**Action item:** Please retype all the records below exactly as they read.

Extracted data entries
[Start of Attachment]

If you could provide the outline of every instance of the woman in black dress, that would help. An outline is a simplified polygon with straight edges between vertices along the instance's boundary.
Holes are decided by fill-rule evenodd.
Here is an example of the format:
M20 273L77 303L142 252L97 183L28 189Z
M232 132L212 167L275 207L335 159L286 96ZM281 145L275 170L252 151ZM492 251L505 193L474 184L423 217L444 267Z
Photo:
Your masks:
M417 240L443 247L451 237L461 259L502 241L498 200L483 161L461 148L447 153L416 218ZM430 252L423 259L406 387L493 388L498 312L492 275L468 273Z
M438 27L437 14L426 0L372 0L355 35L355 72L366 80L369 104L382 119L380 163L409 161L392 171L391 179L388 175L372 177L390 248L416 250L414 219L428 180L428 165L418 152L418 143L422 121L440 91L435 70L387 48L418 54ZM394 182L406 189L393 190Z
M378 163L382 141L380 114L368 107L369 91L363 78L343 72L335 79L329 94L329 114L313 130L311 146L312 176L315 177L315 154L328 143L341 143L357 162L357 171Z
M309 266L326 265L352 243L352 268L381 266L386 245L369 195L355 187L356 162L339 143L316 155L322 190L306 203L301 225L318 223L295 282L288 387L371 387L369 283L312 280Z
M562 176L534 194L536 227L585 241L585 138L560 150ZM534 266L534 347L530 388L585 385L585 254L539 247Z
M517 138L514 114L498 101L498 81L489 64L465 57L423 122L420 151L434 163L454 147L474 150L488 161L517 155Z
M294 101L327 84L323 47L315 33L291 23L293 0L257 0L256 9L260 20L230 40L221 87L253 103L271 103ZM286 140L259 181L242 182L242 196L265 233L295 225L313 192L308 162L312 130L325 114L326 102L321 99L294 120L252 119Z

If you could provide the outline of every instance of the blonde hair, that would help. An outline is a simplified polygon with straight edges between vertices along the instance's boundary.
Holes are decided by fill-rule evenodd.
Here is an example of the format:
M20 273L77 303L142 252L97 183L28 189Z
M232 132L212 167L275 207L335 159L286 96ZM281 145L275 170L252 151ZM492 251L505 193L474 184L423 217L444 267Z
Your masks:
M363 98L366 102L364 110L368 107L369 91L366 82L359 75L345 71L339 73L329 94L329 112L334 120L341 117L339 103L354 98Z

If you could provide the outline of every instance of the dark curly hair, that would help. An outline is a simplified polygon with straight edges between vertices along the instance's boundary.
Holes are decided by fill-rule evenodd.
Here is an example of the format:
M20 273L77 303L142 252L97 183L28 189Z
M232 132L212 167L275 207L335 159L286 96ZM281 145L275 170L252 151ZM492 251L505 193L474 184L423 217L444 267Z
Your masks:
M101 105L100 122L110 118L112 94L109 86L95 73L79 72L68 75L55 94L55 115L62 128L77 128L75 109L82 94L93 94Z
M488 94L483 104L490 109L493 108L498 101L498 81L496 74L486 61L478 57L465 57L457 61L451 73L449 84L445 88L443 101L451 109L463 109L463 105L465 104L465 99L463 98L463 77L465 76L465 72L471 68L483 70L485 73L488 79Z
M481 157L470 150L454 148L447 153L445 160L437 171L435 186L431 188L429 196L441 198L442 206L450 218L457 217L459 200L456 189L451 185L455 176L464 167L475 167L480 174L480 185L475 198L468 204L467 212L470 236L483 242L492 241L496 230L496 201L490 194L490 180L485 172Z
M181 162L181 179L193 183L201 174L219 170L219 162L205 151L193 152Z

[End of Attachment]

**Answer below:**
If you could provide the outline of every instance of the woman in black dress, that would help. An outline is a simplified polygon with straight edges between vertices along the instance's boundary.
Holes are decided by fill-rule evenodd.
Here is an example of the format:
M20 273L77 303L142 252L97 183L28 189Z
M232 132L212 167L275 207L335 159L286 96ZM281 145L275 170L252 151ZM492 251L505 193L474 184L423 217L444 267Z
Photo:
Your masks:
M417 240L443 247L451 237L461 259L502 241L498 200L483 161L461 148L447 153L416 218ZM430 252L423 259L406 387L493 388L498 312L492 275L468 273Z
M438 27L437 14L426 0L372 0L355 35L355 72L366 80L369 104L382 119L380 163L409 161L392 171L391 179L388 175L372 177L390 248L416 250L414 219L428 180L428 165L418 152L418 143L422 121L440 91L435 70L387 48L418 54ZM394 182L406 189L393 190Z
M378 163L382 141L380 114L368 107L369 91L363 78L343 72L335 79L329 94L329 114L313 130L311 146L312 176L315 177L315 154L328 143L341 143L357 162L357 171Z
M309 266L326 265L352 243L352 268L381 266L386 245L369 195L355 187L356 162L339 143L316 155L322 190L306 203L301 225L318 223L295 282L288 387L371 387L369 283L312 280Z
M562 176L534 194L536 227L585 241L585 138L560 150ZM534 266L534 347L530 388L585 385L585 254L539 247Z
M517 138L514 114L498 101L498 81L489 64L465 57L423 122L420 151L434 163L454 147L474 150L488 161L517 155Z
M294 101L327 84L323 47L315 33L291 23L293 0L257 0L256 9L260 20L230 40L221 87L253 103L271 103ZM286 140L259 181L242 182L242 196L265 233L295 225L313 192L308 162L312 130L325 114L326 102L321 99L294 120L252 119Z

If you could provide the outline of every instance of the blonde hair, that would help. An outline is a simplified polygon with straight edges between vertices along the instance's boundary.
Holes are decided by fill-rule evenodd.
Here is an example of the format:
M20 273L77 303L142 252L97 183L28 189Z
M232 132L212 167L275 207L335 159L286 96ZM281 145L275 170L252 151ZM492 251L505 193L474 184L423 217L444 267Z
Your masks:
M363 98L366 102L364 110L368 107L369 91L366 82L359 75L345 71L339 73L329 94L329 112L334 120L341 117L339 103L354 98Z

If you could provide the outline of every instance of the dark curly hair, that would help. An outline is a simplified polygon with straight edges between vertices along the instance's boundary.
Holes are decided by fill-rule evenodd.
Here is an example of the format:
M20 273L77 303L142 252L97 183L28 189Z
M232 132L212 167L275 207L335 159L286 96ZM281 145L275 170L252 151ZM492 251L505 193L474 184L423 217L444 267Z
Your masks:
M101 105L100 122L110 118L112 94L109 86L95 73L79 72L68 75L55 94L55 115L62 128L77 128L75 109L82 94L93 94Z
M488 94L483 104L490 109L493 108L498 101L498 81L496 74L486 61L478 57L465 57L457 61L451 73L449 84L445 88L443 101L451 109L463 109L463 105L465 104L465 99L463 98L463 77L465 76L465 72L471 68L483 70L485 73L488 79Z
M481 157L470 150L454 148L447 153L445 160L437 171L435 186L431 188L429 196L441 198L442 206L450 218L457 217L459 200L456 189L451 185L455 176L464 167L475 167L480 174L480 185L475 198L468 204L467 212L470 236L483 242L492 241L496 230L496 201L490 194L490 180L485 172Z
M181 162L181 179L193 183L201 174L219 170L219 162L205 151L193 152Z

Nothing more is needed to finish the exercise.